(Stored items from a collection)

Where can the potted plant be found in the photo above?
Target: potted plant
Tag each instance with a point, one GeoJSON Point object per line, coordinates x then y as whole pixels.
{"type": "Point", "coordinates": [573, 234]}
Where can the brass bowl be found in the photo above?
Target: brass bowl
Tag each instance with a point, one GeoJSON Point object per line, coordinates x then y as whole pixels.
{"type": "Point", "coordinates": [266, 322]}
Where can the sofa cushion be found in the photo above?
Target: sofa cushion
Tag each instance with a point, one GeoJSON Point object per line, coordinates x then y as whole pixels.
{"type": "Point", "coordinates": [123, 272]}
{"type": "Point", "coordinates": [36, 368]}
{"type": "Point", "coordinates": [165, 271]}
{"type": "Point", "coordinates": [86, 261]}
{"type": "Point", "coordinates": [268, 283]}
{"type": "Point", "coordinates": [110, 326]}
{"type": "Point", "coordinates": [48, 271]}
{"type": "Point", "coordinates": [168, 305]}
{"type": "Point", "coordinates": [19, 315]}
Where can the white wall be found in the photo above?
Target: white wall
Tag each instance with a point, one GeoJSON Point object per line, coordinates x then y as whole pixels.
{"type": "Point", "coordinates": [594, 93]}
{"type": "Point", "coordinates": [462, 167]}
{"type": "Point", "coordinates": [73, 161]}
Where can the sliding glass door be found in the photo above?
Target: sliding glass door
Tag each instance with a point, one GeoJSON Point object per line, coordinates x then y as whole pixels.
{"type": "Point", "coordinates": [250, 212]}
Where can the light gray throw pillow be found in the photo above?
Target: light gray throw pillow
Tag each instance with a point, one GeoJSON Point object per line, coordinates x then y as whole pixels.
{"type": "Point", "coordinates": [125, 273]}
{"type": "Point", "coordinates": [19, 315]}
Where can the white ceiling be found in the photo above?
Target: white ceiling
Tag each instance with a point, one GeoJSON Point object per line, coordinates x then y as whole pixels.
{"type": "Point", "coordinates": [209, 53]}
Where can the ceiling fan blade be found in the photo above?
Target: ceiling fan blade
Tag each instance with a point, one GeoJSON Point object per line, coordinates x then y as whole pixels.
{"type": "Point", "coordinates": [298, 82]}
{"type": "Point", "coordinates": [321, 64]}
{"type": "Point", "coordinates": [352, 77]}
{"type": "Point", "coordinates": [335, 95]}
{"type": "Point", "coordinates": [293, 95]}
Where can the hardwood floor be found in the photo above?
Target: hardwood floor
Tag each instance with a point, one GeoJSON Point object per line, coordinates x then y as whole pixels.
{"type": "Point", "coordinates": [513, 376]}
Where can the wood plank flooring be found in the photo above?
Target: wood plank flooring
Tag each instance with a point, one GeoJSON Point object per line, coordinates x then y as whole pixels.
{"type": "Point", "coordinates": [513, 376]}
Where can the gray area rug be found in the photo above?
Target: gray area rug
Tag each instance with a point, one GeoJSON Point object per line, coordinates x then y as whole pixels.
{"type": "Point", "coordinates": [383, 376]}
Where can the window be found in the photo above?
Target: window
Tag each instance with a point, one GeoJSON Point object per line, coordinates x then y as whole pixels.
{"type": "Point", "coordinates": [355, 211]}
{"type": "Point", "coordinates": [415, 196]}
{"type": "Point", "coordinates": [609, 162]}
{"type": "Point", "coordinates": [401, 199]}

> _What the task asks_: List all lines above in which the string "wall" appears.

> _Result of the task_:
Where can the white wall be found in the photo above?
Target: white wall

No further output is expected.